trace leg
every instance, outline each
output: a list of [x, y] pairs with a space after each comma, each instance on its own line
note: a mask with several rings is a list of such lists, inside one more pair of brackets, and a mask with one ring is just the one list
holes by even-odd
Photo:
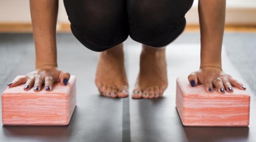
[[133, 98], [158, 98], [168, 86], [165, 48], [183, 31], [193, 0], [132, 2], [128, 5], [130, 35], [143, 44]]
[[95, 78], [99, 92], [108, 97], [127, 97], [121, 44], [128, 36], [126, 3], [119, 0], [64, 2], [75, 36], [88, 48], [101, 51]]

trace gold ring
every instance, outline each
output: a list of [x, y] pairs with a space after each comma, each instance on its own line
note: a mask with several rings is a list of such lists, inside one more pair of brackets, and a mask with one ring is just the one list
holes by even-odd
[[219, 81], [222, 82], [222, 81], [221, 80], [221, 78], [217, 77], [217, 78], [215, 78], [215, 79], [213, 81], [213, 83], [214, 83], [214, 82], [216, 81], [217, 81], [217, 80], [219, 80]]

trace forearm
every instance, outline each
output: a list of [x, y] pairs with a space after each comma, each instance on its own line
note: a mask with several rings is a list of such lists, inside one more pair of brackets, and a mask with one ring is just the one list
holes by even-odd
[[35, 41], [35, 66], [57, 66], [56, 25], [58, 0], [30, 0]]
[[225, 0], [200, 0], [201, 68], [221, 68], [221, 49], [225, 27]]

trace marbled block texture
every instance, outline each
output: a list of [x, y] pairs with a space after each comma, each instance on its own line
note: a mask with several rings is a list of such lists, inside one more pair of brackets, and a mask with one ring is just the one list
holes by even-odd
[[248, 126], [250, 95], [233, 89], [232, 93], [207, 93], [202, 85], [192, 87], [186, 78], [177, 78], [176, 107], [183, 125]]
[[75, 76], [67, 86], [55, 83], [51, 91], [24, 91], [23, 87], [7, 87], [2, 94], [3, 125], [68, 124], [76, 104]]

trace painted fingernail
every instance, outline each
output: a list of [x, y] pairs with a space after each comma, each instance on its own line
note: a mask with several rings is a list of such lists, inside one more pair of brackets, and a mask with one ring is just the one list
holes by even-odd
[[210, 87], [210, 88], [208, 89], [208, 91], [213, 91], [213, 90], [212, 88]]
[[34, 87], [34, 90], [38, 90], [39, 89], [39, 87], [38, 86], [35, 86]]
[[192, 80], [190, 81], [190, 84], [192, 87], [196, 86], [196, 81], [194, 81], [194, 80]]
[[50, 90], [50, 86], [47, 86], [46, 87], [46, 91], [49, 91]]
[[63, 82], [63, 84], [64, 85], [67, 85], [67, 78], [64, 78]]
[[221, 88], [220, 90], [221, 90], [221, 92], [223, 92], [223, 93], [225, 92], [225, 91], [224, 91], [224, 88]]
[[25, 85], [25, 86], [24, 87], [24, 89], [29, 89], [29, 85]]
[[134, 91], [134, 94], [140, 94], [140, 92], [138, 91]]
[[232, 90], [232, 87], [229, 87], [227, 88], [227, 89], [229, 90], [229, 91], [231, 91]]

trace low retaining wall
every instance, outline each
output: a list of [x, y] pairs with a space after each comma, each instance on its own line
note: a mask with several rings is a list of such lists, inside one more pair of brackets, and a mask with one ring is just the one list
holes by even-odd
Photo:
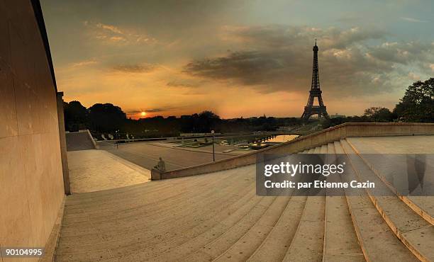
[[287, 142], [215, 162], [165, 172], [151, 171], [151, 179], [167, 179], [216, 172], [256, 163], [258, 153], [291, 154], [345, 137], [434, 135], [434, 123], [347, 123]]

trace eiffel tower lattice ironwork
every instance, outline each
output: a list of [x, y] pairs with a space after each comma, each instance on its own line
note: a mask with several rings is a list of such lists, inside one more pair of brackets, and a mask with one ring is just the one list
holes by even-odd
[[[312, 72], [312, 85], [309, 91], [309, 100], [307, 105], [304, 107], [304, 112], [301, 115], [301, 120], [307, 121], [313, 115], [318, 115], [318, 118], [324, 117], [328, 118], [328, 114], [323, 102], [321, 97], [321, 89], [319, 84], [319, 73], [318, 72], [318, 46], [316, 45], [316, 40], [315, 40], [315, 46], [313, 46], [313, 70]], [[313, 106], [313, 100], [318, 98], [318, 106]]]

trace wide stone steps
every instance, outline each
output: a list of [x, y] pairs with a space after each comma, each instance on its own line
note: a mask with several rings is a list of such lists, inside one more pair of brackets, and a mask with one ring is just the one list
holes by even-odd
[[420, 260], [434, 261], [434, 227], [395, 195], [346, 140], [340, 143], [355, 176], [375, 183], [375, 188], [366, 189], [366, 193], [396, 237]]
[[[392, 176], [394, 173], [402, 173], [402, 171], [408, 170], [408, 159], [404, 155], [394, 154], [391, 156], [394, 158], [394, 161], [388, 160], [386, 162], [387, 164], [385, 164], [385, 161], [382, 161], [382, 159], [378, 159], [377, 155], [363, 154], [363, 152], [372, 151], [367, 151], [365, 147], [361, 145], [360, 139], [352, 137], [345, 139], [345, 141], [394, 193], [401, 198], [410, 208], [413, 210], [414, 212], [419, 214], [424, 220], [431, 224], [434, 224], [434, 196], [418, 196], [408, 194], [409, 185], [406, 181], [406, 177], [401, 178], [404, 178], [402, 179], [403, 181], [401, 181], [401, 183], [396, 183], [397, 185], [390, 182], [394, 180], [398, 180]], [[357, 147], [360, 147], [361, 149], [357, 149], [356, 145], [357, 145]], [[422, 184], [419, 185], [414, 190], [416, 193], [421, 193], [421, 191], [423, 190], [426, 192], [434, 192], [434, 159], [432, 156], [428, 154], [428, 157], [425, 159], [426, 161], [425, 166], [427, 170], [423, 176], [424, 185], [423, 186]], [[415, 166], [417, 164], [415, 163]], [[399, 188], [396, 186], [399, 186]], [[403, 193], [405, 193], [405, 194]]]
[[[328, 181], [390, 190], [352, 150], [342, 140], [300, 153], [346, 154], [352, 171]], [[56, 260], [434, 261], [432, 225], [393, 194], [262, 197], [255, 176], [252, 165], [68, 196]]]
[[67, 150], [78, 151], [94, 149], [95, 145], [87, 132], [66, 133]]

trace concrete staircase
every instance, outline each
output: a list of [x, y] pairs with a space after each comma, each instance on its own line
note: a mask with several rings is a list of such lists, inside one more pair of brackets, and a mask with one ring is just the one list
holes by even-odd
[[94, 149], [95, 144], [87, 130], [67, 132], [67, 151]]
[[257, 196], [254, 165], [72, 195], [57, 260], [434, 261], [434, 199], [394, 194], [356, 144], [299, 153], [345, 154], [350, 171], [334, 179], [369, 179], [389, 196]]

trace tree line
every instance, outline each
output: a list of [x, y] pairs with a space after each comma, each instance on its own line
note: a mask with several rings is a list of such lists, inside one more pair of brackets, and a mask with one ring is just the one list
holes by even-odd
[[[301, 125], [299, 118], [273, 118], [265, 115], [248, 118], [222, 119], [211, 111], [180, 117], [155, 116], [133, 120], [127, 118], [122, 109], [111, 103], [96, 103], [89, 108], [80, 102], [64, 102], [65, 129], [76, 132], [89, 129], [93, 135], [111, 133], [125, 138], [177, 136], [179, 133], [275, 130], [281, 126]], [[434, 122], [434, 79], [416, 81], [408, 86], [393, 110], [372, 107], [362, 115], [336, 117], [323, 120], [323, 127], [346, 122]], [[119, 137], [121, 138], [121, 137]]]
[[391, 111], [372, 107], [365, 109], [362, 115], [331, 118], [323, 125], [328, 127], [347, 122], [434, 123], [434, 78], [413, 83]]

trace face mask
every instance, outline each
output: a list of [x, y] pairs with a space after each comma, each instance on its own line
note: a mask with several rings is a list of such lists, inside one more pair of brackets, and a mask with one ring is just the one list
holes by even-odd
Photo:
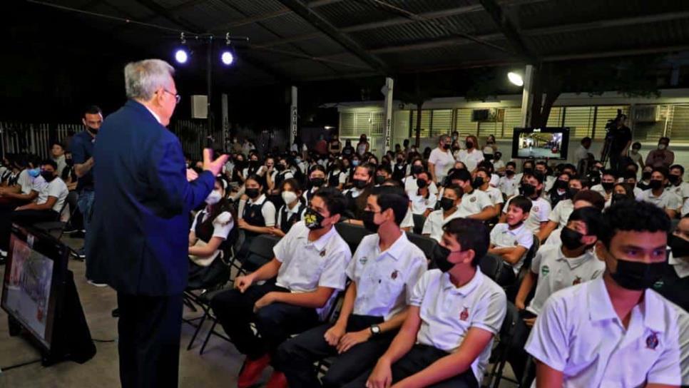
[[582, 237], [583, 237], [583, 234], [566, 227], [562, 228], [560, 234], [562, 245], [570, 250], [574, 250], [583, 245], [581, 243]]
[[358, 189], [362, 189], [365, 188], [368, 184], [369, 183], [367, 182], [366, 180], [364, 180], [363, 179], [354, 180], [354, 186]]
[[673, 257], [686, 257], [689, 256], [689, 241], [675, 235], [670, 235], [668, 245], [673, 250]]
[[431, 260], [438, 266], [439, 270], [443, 272], [446, 272], [451, 270], [452, 267], [454, 267], [454, 263], [447, 260], [447, 257], [451, 253], [452, 253], [452, 251], [442, 246], [440, 244], [437, 244], [433, 247], [433, 252], [431, 252]]
[[50, 182], [55, 179], [55, 175], [53, 174], [52, 171], [41, 171], [41, 176], [46, 180], [46, 182]]
[[287, 204], [297, 200], [297, 194], [292, 191], [283, 191], [280, 195], [282, 197], [282, 200]]
[[364, 223], [364, 228], [369, 232], [373, 232], [374, 233], [378, 233], [378, 228], [380, 227], [379, 225], [377, 224], [375, 221], [373, 220], [375, 217], [376, 213], [372, 212], [371, 210], [364, 210], [364, 214], [362, 215], [362, 221]]
[[316, 230], [323, 228], [322, 223], [325, 218], [311, 208], [307, 208], [304, 212], [304, 224], [311, 230]]
[[651, 179], [650, 183], [648, 183], [648, 187], [653, 190], [658, 190], [663, 187], [663, 181], [658, 179]]
[[440, 208], [444, 211], [446, 212], [452, 208], [454, 208], [454, 200], [446, 198], [440, 199]]
[[325, 183], [325, 180], [322, 178], [312, 178], [311, 185], [315, 188], [320, 188]]
[[246, 194], [247, 197], [249, 197], [252, 200], [257, 198], [260, 195], [260, 192], [258, 191], [257, 188], [247, 188], [244, 190], [244, 193]]
[[617, 271], [610, 275], [623, 288], [640, 291], [653, 287], [663, 275], [665, 262], [639, 262], [617, 259]]
[[208, 194], [208, 197], [205, 199], [205, 203], [208, 205], [215, 205], [220, 202], [222, 198], [223, 195], [220, 195], [220, 193], [214, 190], [210, 192], [210, 194]]

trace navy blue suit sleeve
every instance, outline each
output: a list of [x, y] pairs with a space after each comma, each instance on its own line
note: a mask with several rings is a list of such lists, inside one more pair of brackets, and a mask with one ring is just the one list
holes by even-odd
[[198, 178], [187, 181], [184, 154], [179, 141], [161, 141], [152, 150], [153, 165], [148, 181], [156, 198], [157, 215], [170, 218], [203, 203], [213, 189], [213, 173], [204, 171]]

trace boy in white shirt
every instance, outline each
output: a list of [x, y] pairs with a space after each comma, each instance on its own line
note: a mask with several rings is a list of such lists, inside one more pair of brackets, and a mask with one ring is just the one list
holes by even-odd
[[603, 221], [603, 278], [548, 298], [526, 343], [536, 385], [678, 387], [677, 312], [650, 290], [667, 260], [670, 220], [650, 204], [621, 202]]
[[370, 374], [344, 387], [479, 386], [506, 305], [502, 288], [478, 267], [489, 242], [477, 220], [445, 225], [433, 253], [438, 269], [417, 284], [399, 333]]

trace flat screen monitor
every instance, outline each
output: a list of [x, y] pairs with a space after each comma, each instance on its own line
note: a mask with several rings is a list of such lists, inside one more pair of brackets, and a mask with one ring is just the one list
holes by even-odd
[[52, 237], [13, 225], [0, 306], [47, 351], [68, 258]]
[[567, 159], [569, 128], [515, 128], [512, 158]]

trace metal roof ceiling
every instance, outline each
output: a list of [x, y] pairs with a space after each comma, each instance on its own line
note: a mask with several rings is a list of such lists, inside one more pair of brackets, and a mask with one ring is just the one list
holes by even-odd
[[[247, 36], [235, 73], [262, 83], [689, 49], [684, 0], [52, 1]], [[172, 32], [94, 24], [131, 44], [177, 43]]]

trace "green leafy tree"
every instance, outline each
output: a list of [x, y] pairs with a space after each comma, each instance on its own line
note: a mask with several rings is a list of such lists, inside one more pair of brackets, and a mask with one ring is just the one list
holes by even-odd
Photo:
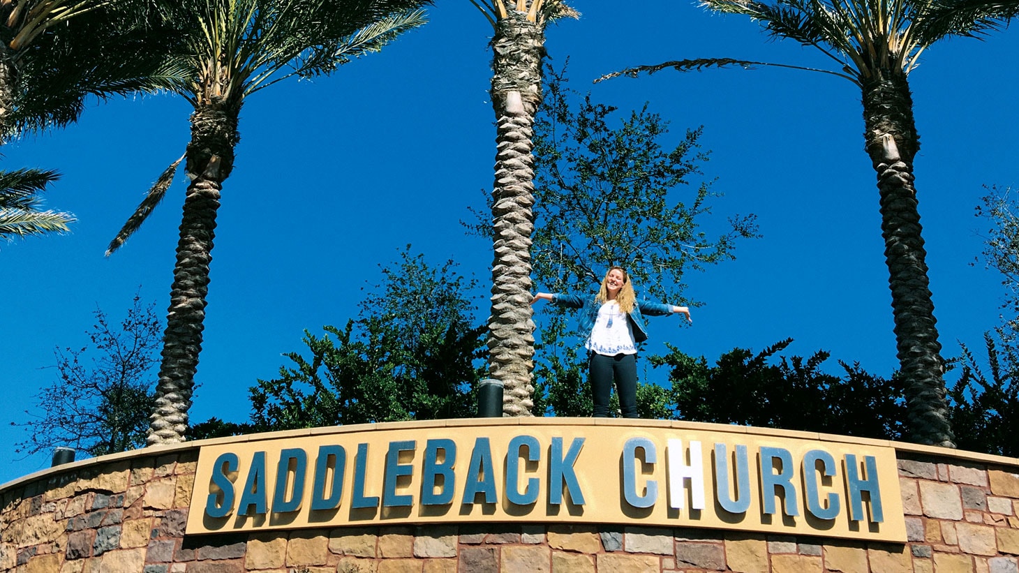
[[162, 200], [180, 161], [191, 177], [170, 289], [150, 445], [183, 439], [202, 349], [209, 263], [223, 181], [233, 169], [240, 108], [259, 90], [328, 73], [424, 22], [426, 0], [179, 0], [165, 18], [175, 44], [172, 91], [193, 106], [184, 156], [152, 188], [108, 251]]
[[292, 365], [251, 388], [256, 431], [474, 415], [485, 331], [469, 298], [476, 282], [409, 249], [382, 273], [358, 320], [306, 331], [310, 356], [286, 354]]
[[[911, 439], [954, 447], [945, 399], [945, 361], [937, 341], [913, 185], [913, 159], [920, 140], [909, 75], [923, 51], [934, 43], [985, 30], [988, 18], [1004, 17], [1009, 11], [998, 7], [1003, 3], [986, 2], [982, 12], [978, 11], [980, 5], [972, 2], [967, 3], [968, 12], [950, 10], [950, 2], [932, 0], [702, 0], [701, 4], [717, 12], [749, 16], [772, 37], [812, 46], [835, 62], [834, 68], [705, 58], [638, 66], [605, 77], [665, 68], [688, 71], [711, 66], [783, 65], [843, 77], [860, 90], [864, 148], [877, 175], [881, 233]], [[1014, 2], [1008, 4], [1014, 6]]]
[[997, 340], [984, 332], [985, 365], [962, 345], [956, 363], [961, 373], [949, 388], [949, 398], [959, 448], [1015, 457], [1019, 456], [1019, 434], [1013, 427], [1019, 419], [1019, 353], [1015, 338], [1003, 336], [1003, 330], [998, 329]]
[[40, 413], [26, 411], [30, 421], [12, 422], [29, 434], [18, 453], [67, 446], [100, 456], [145, 445], [160, 344], [153, 308], [136, 296], [119, 324], [97, 310], [86, 331], [91, 345], [57, 349], [58, 378], [36, 396]]
[[579, 14], [561, 0], [470, 0], [492, 24], [496, 119], [492, 188], [492, 306], [489, 376], [502, 382], [503, 413], [530, 416], [534, 406], [531, 232], [534, 229], [534, 114], [541, 104], [545, 25]]
[[40, 210], [39, 194], [59, 175], [55, 171], [18, 169], [0, 171], [0, 238], [65, 232], [74, 221], [70, 213]]
[[668, 369], [669, 403], [677, 419], [899, 439], [905, 401], [898, 376], [881, 378], [859, 364], [839, 362], [842, 376], [825, 373], [826, 352], [809, 358], [775, 356], [792, 340], [754, 354], [734, 349], [713, 366], [676, 348], [652, 357]]

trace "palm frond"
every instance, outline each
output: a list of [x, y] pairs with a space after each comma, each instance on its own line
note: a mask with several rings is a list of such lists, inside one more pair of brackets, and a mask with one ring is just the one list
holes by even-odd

* [Aim of the exercise]:
Can you rewrite the lines above, starting at the very first one and ending at the line that contains "49], [225, 27]]", both included, as a JSON list of strings with one string per line, omitting blank lines and leaving the pictures out?

* [Correct answer]:
[
  "trace leg",
  "every instance, outline each",
  "output: a list of [x, y] pairs with a space after each comma, each instance on its own line",
  "note: a mask with several rings is a list of such lists, inside one more pair of brackets, and a mask with one ring is just the one list",
  "holes by even-odd",
  "Photo:",
  "[[133, 98], [158, 98], [168, 86], [165, 48], [183, 31], [193, 0], [132, 2], [128, 5], [130, 35], [143, 44]]",
  "[[95, 78], [99, 92], [108, 97], [127, 97], [121, 44], [128, 36], [126, 3], [119, 0], [64, 2], [75, 36], [88, 48], [101, 51]]",
  "trace gold ring",
  "every instance, outline each",
  "output: a list of [x, y] pairs with a space after each comma, each instance on its own line",
  "note: a mask with several rings is a list of such lists, inside one more pair of brackets, and a mask with one ring is just the one list",
  "holes by even-odd",
  "[[219, 81], [222, 82], [222, 81], [221, 80], [221, 78], [217, 77], [217, 78], [215, 78], [215, 79], [213, 81], [213, 83], [214, 83], [214, 82], [216, 81], [217, 81], [217, 80], [219, 80]]",
  "trace forearm",
  "every instance, outline each",
  "output: a list of [x, y] pairs with a space after each comma, each instance on its own line",
  "note: a mask with several rings is a list of such lists, inside one more pair of brackets, and a mask with one ring is just the one list",
  "holes by even-odd",
  "[[35, 41], [35, 66], [57, 66], [56, 25], [58, 0], [30, 0]]",
  "[[225, 0], [200, 0], [201, 68], [221, 68], [221, 49], [225, 27]]"
]